- **Datos de trabajo**:
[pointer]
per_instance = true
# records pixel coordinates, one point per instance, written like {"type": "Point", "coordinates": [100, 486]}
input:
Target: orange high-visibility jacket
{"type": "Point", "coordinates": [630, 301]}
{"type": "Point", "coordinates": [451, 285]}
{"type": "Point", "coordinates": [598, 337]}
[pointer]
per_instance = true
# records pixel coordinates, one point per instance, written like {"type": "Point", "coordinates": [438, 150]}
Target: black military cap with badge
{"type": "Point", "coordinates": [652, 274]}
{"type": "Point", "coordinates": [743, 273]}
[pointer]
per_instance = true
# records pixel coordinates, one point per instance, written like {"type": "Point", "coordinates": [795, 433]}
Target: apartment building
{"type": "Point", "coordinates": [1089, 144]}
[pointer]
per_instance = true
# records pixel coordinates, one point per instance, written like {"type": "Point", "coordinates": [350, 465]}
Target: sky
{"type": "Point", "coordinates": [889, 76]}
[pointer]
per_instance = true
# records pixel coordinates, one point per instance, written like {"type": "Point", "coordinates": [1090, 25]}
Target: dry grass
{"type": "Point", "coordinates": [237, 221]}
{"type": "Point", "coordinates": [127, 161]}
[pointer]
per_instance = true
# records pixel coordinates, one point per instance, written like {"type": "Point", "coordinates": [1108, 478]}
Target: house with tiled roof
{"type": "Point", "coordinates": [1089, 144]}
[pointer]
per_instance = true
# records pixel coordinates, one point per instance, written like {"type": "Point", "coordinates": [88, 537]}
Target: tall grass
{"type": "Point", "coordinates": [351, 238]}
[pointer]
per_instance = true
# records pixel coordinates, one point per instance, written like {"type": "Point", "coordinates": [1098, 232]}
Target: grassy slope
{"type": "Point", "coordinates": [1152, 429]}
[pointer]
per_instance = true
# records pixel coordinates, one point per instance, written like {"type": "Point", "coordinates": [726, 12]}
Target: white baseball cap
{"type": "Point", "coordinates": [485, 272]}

* * *

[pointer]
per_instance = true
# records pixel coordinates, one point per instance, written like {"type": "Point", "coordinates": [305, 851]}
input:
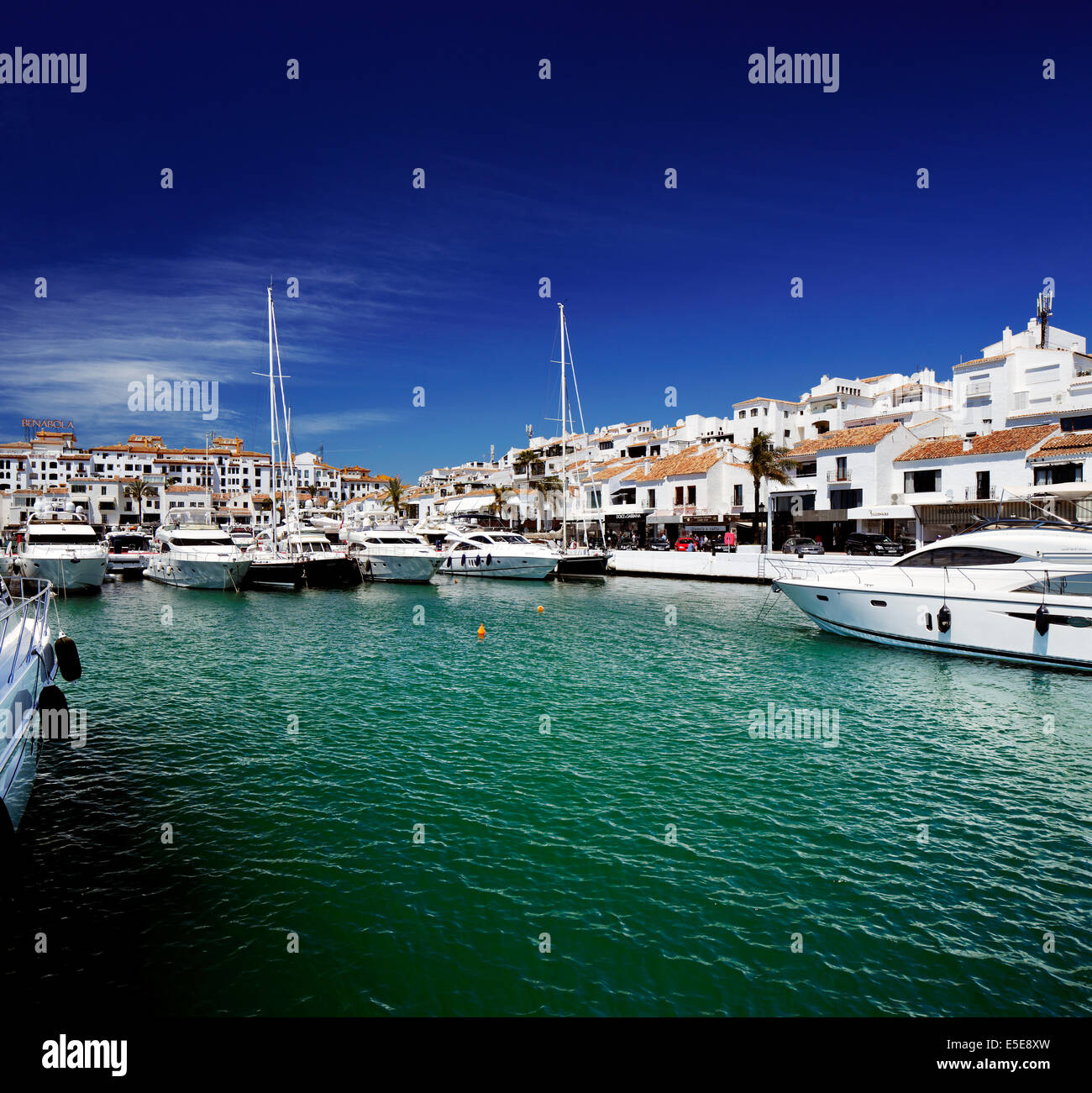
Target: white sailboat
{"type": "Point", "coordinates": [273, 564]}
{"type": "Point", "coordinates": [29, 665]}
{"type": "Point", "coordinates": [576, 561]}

- **Tarea requerida**: Reporta, copiándolas tal cual, todas las líneas del listado en las que figure la cadena "white".

- **Respuesta escrita**:
Target: white baseball cap
Target: white sailboat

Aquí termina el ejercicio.